Your task> Among the entries, find the lines with the string "cabinet" and copy them.

Records supplied>
'''
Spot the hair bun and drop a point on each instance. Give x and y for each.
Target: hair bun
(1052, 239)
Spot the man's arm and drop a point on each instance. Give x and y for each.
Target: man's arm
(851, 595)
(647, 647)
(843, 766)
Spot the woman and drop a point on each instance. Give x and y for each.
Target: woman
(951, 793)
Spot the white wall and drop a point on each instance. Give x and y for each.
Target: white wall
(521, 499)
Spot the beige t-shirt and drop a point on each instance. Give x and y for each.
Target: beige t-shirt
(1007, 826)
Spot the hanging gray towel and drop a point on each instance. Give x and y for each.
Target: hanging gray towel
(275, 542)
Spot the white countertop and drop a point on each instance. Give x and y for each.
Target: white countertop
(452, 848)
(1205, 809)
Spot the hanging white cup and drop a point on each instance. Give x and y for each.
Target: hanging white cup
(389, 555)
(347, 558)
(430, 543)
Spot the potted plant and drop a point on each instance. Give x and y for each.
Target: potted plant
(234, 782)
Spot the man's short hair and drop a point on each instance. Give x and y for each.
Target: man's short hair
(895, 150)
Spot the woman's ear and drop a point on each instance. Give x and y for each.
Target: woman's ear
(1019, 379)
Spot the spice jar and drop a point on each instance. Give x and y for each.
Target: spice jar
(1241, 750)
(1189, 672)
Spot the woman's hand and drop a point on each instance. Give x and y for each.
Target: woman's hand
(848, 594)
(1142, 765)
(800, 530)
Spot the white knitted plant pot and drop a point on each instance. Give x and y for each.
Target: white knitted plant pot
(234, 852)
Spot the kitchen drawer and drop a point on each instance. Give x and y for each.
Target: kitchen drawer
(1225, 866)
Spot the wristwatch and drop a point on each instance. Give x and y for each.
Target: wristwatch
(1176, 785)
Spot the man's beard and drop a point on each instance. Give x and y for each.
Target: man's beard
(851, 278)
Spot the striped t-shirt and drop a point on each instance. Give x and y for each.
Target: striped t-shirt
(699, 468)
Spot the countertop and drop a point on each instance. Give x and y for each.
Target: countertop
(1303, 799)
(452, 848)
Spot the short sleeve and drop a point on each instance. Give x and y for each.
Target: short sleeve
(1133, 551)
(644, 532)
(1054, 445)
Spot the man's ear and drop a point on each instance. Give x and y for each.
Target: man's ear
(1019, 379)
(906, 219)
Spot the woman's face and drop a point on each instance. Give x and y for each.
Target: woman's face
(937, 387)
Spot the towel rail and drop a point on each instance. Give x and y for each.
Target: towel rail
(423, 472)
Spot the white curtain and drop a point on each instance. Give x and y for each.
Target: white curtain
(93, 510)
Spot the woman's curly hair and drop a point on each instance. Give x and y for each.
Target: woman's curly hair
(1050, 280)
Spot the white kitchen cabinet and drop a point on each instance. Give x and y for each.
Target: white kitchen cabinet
'''
The completed task>
Spot the white kitchen cabinet and drop a point on each instance. Give x and y for each.
Target: white kitchen cabinet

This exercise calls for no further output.